═════ Input rows ═════

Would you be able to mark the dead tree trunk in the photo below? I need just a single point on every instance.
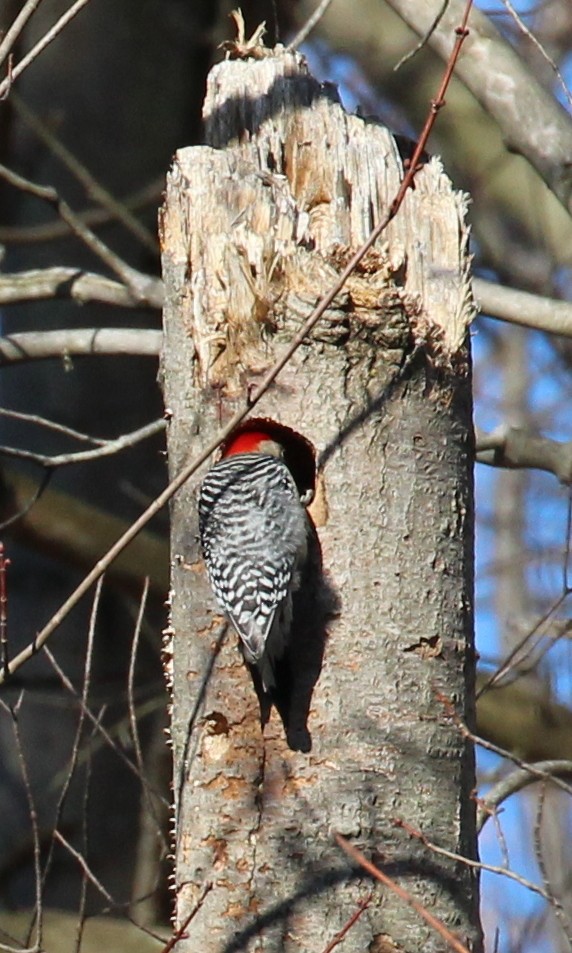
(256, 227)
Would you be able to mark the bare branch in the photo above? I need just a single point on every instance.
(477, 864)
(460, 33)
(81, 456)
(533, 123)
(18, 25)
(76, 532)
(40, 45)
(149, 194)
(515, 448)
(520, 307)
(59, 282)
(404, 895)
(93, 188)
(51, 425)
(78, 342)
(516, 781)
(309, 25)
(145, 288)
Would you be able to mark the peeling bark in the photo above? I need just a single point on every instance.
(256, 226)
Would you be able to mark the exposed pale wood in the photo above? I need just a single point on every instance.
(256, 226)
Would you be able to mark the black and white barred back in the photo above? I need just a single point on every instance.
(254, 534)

═════
═════ Input rows ═════

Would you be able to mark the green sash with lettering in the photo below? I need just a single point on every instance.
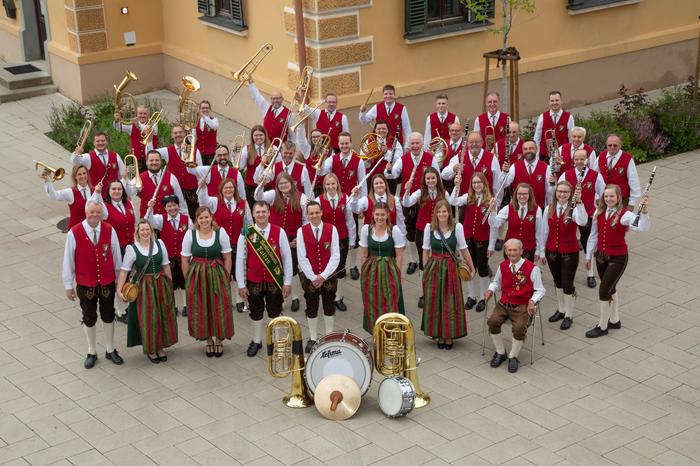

═════
═════ Input rows ═════

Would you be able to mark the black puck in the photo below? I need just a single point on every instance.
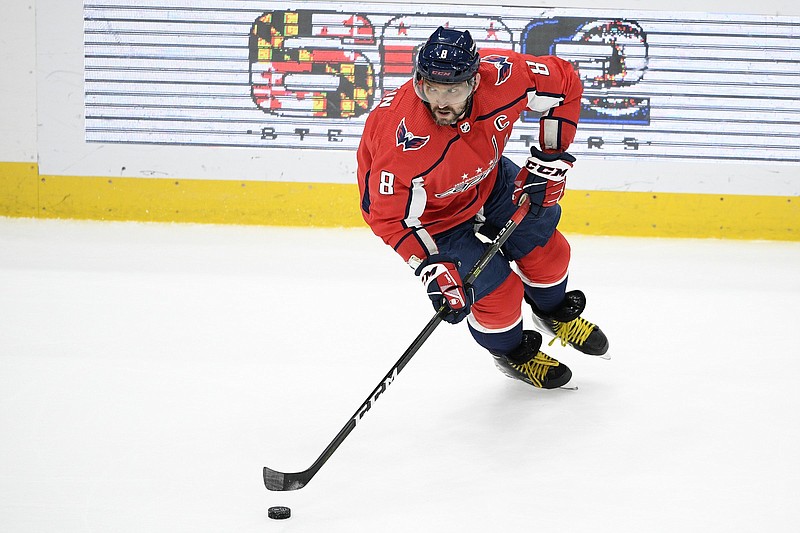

═════

*Given task*:
Select every line in the items above that contains the word "instance".

*Full answer*:
Would you be able to mark the dead tree trunk in the photo below? I need just a single point on every instance.
Would you be able to mark the bare branch in the photo above? I need just a single point on every instance.
Would you be able to mark the peeling bark in the photo above? I need just a single point on every instance.
Would you be able to mark the exposed pale wood in the photo above? I need just a single point on every instance.
Would you be able to mark the black and white barred back in the photo above? I need just a single point on every instance.
Would you be able to mark the green sash with lettering in the photo below? I need just a single point on every instance.
Would you be able to mark the black puck in the photo below? I need just a single point on every instance.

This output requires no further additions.